*WHAT THE TASK REQUIRES:* Copy out the stretch from the line containing "the sunflower seen" through the end of the listing, substituting "viewed from the back" for "seen from behind" and leaving everything else unchanged.

*WORKING DATA:*
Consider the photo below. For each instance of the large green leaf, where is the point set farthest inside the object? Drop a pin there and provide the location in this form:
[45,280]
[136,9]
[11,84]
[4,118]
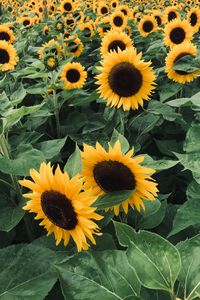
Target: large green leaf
[156,261]
[189,275]
[192,141]
[26,272]
[98,275]
[112,199]
[51,148]
[189,213]
[74,163]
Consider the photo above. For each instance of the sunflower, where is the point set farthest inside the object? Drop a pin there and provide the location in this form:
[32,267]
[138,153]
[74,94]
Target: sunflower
[112,171]
[6,34]
[171,13]
[114,40]
[51,47]
[103,9]
[177,32]
[8,56]
[73,76]
[147,25]
[125,80]
[67,6]
[177,52]
[63,208]
[75,47]
[118,20]
[194,18]
[51,62]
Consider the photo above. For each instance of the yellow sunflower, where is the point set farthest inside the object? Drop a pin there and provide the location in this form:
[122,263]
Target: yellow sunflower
[73,76]
[114,40]
[177,32]
[8,56]
[63,208]
[147,25]
[52,46]
[194,18]
[118,20]
[125,80]
[112,171]
[75,47]
[177,52]
[6,34]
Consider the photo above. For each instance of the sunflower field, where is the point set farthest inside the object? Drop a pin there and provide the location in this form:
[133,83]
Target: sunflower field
[99,149]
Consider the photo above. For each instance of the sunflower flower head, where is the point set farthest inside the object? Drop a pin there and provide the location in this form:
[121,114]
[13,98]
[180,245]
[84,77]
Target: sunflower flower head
[112,171]
[64,210]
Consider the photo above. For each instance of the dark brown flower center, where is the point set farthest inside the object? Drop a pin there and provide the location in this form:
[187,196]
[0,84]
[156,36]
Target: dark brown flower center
[177,35]
[73,75]
[172,15]
[125,80]
[147,26]
[115,44]
[59,210]
[158,20]
[193,19]
[113,176]
[4,56]
[73,47]
[118,21]
[4,36]
[179,57]
[67,6]
[104,10]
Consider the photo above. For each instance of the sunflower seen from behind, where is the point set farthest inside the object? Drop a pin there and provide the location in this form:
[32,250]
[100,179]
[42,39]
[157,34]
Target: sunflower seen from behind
[63,208]
[177,32]
[176,53]
[147,25]
[125,80]
[112,171]
[114,40]
[8,56]
[73,75]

*WRITTEN ANSWER:*
Consider the photo above. For each instance of the sunflower viewed from the back, where is the point set farthest inside the object? Drop a pin there and provide the location in this form:
[32,250]
[100,179]
[42,39]
[157,34]
Target: sunflower viewed from the back
[63,208]
[177,32]
[176,53]
[147,25]
[125,80]
[112,171]
[114,40]
[8,56]
[73,75]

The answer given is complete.